▶ _Provided records_
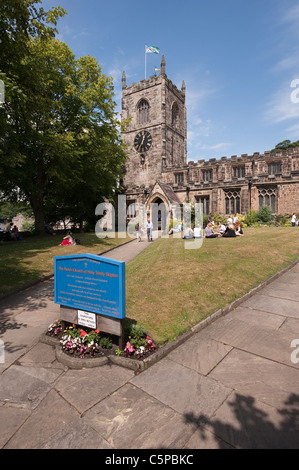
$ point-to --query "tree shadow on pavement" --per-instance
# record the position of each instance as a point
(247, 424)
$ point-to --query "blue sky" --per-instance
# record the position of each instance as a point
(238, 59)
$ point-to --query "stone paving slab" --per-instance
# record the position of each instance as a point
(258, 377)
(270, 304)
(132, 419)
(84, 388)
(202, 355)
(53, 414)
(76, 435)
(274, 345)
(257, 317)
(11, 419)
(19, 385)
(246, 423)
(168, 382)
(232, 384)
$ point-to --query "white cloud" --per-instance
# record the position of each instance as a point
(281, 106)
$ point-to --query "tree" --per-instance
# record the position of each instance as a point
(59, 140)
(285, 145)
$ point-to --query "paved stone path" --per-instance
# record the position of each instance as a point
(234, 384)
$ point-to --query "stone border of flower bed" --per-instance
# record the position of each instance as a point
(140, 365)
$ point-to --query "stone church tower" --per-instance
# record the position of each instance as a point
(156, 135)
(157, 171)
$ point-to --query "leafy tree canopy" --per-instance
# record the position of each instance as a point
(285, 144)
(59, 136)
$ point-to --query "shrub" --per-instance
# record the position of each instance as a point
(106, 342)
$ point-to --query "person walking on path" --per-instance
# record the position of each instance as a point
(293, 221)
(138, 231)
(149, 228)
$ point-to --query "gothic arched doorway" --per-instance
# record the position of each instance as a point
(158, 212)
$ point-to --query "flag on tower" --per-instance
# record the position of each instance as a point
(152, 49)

...

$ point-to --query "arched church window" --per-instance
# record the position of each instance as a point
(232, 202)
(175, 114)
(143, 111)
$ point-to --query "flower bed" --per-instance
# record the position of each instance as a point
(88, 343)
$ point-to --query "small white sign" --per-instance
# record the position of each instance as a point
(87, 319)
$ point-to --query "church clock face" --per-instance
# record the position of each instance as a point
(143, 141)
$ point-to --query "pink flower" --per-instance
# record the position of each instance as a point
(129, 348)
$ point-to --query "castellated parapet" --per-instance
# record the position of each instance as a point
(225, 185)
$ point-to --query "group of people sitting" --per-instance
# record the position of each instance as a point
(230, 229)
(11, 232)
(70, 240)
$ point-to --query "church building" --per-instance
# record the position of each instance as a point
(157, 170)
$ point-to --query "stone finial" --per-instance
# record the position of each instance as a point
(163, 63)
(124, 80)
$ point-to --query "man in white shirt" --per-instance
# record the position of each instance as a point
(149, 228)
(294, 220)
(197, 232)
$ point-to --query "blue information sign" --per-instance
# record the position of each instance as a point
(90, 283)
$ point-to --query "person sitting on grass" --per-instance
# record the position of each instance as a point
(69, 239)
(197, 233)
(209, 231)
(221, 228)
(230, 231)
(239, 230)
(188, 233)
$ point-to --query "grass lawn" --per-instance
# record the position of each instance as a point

==

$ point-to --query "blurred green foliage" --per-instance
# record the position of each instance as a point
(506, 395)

▶ _Exercise goal_
Tally the lines in the entries above that contain the string "sitting". Reply with only the number.

▶ _Response for this exercise_
2